In the rows below, find every line that contains the string "spoon" and copy each of those lines.

DATA
## START
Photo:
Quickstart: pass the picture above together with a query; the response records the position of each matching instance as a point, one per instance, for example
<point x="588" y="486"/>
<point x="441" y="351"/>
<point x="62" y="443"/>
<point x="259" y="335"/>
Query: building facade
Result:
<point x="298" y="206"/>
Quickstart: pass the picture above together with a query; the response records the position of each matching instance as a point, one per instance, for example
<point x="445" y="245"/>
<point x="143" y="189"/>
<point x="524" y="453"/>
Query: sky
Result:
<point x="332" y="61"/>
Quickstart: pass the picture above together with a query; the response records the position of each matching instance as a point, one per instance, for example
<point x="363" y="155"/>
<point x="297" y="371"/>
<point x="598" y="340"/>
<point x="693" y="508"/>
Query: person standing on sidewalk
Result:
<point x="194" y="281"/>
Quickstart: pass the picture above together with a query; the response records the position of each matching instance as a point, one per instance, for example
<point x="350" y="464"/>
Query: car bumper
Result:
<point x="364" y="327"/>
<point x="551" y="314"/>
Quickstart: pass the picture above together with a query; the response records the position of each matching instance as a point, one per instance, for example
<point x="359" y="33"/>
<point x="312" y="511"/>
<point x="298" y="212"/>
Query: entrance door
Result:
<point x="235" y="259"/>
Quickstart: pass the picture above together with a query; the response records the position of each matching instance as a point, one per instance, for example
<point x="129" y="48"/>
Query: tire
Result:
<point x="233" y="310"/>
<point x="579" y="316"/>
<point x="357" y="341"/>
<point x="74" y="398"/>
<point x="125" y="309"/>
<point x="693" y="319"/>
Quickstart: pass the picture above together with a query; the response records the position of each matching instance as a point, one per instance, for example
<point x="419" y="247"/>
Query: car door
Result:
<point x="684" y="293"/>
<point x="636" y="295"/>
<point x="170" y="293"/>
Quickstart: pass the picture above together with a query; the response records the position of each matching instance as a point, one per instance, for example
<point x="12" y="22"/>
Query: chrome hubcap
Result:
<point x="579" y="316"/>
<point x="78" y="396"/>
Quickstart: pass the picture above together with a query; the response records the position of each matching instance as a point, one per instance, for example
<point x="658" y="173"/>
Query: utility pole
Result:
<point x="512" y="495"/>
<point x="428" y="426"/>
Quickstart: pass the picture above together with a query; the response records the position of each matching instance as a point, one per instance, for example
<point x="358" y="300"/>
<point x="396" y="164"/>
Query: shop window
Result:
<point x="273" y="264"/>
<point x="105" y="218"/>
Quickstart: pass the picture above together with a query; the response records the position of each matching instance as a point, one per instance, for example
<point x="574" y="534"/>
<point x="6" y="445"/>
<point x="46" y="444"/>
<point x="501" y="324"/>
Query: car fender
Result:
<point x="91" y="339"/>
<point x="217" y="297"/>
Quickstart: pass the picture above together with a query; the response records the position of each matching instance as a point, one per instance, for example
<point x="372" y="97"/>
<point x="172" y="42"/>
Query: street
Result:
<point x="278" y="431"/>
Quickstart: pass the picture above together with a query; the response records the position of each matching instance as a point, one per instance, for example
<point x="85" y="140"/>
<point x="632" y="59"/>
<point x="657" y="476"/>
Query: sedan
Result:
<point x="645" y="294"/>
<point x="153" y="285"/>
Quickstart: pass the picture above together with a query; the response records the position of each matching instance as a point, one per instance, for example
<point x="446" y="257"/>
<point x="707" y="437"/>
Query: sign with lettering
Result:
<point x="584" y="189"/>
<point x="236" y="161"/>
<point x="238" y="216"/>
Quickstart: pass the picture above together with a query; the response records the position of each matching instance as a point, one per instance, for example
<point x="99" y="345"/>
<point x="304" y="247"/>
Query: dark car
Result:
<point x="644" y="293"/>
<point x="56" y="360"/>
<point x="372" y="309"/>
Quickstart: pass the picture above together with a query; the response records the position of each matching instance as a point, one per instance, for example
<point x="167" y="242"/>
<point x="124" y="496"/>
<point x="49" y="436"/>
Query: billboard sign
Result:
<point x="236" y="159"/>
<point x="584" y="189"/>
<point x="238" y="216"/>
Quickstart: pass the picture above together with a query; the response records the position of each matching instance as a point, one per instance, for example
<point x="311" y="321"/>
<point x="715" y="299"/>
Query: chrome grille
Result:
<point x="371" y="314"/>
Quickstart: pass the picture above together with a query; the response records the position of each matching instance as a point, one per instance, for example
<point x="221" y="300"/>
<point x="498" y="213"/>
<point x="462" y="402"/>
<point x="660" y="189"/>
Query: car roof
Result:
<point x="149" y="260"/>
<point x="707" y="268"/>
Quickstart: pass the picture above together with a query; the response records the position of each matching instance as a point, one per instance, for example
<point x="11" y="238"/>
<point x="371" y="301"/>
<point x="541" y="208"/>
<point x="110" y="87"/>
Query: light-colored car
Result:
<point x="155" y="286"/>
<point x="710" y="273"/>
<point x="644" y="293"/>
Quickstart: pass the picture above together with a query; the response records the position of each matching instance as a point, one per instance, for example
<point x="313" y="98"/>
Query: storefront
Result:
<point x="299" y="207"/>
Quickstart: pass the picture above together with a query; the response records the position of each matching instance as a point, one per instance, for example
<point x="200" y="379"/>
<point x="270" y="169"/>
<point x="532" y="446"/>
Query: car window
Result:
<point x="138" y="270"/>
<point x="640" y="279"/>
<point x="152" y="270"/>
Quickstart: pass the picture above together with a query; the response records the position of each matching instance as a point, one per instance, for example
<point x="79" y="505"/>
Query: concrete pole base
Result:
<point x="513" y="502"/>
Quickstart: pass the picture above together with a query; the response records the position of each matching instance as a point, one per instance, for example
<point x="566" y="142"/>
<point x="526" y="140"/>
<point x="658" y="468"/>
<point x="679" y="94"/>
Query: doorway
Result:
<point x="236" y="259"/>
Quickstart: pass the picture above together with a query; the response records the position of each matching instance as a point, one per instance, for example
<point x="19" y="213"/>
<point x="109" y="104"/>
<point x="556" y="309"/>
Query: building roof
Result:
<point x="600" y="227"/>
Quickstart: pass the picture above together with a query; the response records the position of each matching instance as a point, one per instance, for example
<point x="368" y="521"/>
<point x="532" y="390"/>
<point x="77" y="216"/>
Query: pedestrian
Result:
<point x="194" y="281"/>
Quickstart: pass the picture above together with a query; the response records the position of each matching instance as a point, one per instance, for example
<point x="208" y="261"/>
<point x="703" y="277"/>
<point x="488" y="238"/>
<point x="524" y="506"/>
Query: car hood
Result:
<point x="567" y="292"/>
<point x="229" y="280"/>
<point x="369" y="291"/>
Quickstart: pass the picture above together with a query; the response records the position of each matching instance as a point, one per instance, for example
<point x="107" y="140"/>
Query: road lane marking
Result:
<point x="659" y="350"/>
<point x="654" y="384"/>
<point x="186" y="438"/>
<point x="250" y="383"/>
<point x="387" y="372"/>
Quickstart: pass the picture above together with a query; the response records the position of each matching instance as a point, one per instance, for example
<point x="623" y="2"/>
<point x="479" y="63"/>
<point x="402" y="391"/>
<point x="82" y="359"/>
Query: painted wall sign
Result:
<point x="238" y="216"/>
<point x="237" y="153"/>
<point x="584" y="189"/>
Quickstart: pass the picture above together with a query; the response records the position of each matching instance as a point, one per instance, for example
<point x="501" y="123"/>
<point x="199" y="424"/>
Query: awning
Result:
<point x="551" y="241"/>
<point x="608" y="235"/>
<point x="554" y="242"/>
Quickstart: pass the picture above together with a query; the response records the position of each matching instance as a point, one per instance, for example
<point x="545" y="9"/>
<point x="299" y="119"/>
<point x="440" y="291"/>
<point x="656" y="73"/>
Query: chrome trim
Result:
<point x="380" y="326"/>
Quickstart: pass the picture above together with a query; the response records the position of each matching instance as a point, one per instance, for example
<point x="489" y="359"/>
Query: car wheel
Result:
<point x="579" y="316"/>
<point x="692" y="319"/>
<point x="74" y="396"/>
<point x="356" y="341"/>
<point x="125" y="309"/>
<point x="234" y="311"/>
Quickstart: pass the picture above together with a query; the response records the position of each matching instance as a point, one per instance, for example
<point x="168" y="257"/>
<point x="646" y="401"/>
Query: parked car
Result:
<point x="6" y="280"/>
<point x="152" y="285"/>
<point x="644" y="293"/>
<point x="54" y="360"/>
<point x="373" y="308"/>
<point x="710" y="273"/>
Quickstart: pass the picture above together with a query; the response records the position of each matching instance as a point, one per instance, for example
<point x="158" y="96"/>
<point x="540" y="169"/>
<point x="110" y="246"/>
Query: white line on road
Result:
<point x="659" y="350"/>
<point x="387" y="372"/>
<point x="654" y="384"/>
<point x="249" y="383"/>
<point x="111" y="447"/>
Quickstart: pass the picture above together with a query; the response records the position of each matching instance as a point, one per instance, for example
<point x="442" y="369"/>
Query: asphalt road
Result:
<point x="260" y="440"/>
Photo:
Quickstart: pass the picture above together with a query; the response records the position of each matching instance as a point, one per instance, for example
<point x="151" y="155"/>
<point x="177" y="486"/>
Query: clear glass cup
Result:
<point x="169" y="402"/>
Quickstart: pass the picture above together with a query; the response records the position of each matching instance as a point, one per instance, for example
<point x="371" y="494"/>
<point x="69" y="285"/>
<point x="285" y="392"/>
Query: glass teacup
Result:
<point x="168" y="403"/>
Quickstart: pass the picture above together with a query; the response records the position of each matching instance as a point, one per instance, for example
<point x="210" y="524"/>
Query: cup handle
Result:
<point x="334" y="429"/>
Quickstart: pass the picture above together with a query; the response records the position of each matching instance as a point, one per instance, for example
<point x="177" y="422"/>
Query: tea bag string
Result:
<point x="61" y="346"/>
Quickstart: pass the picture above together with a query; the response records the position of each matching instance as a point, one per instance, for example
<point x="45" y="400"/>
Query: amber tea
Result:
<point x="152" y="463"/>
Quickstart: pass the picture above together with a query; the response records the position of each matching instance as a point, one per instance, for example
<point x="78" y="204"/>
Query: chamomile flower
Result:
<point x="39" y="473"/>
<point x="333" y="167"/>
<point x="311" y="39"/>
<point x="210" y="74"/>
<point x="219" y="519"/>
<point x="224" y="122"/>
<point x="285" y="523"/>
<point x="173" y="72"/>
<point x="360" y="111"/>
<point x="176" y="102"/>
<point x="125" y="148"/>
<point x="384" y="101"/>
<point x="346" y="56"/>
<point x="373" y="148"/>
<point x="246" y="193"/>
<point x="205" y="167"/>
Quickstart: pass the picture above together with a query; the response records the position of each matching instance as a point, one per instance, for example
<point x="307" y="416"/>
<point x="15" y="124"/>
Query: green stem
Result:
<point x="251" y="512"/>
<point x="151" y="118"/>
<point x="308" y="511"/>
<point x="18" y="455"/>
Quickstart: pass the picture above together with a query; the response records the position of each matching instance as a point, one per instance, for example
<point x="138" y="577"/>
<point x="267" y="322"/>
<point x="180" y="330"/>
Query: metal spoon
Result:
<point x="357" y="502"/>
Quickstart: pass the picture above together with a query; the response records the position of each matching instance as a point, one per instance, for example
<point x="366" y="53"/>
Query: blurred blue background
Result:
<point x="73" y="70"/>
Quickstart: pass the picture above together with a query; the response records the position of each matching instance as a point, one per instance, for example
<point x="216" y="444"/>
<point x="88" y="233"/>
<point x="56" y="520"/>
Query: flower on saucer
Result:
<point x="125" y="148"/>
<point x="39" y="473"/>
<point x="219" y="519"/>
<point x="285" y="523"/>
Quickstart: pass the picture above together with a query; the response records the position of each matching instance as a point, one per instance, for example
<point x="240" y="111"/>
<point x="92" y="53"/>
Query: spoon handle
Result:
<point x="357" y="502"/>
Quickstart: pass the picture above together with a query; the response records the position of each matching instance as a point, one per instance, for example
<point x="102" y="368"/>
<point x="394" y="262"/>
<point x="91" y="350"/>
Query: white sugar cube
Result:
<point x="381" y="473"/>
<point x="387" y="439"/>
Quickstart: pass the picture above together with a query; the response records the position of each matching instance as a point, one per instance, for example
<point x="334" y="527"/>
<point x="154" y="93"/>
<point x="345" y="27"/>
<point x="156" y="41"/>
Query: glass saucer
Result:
## END
FINAL RESULT
Query: metal spoon
Query: spoon handle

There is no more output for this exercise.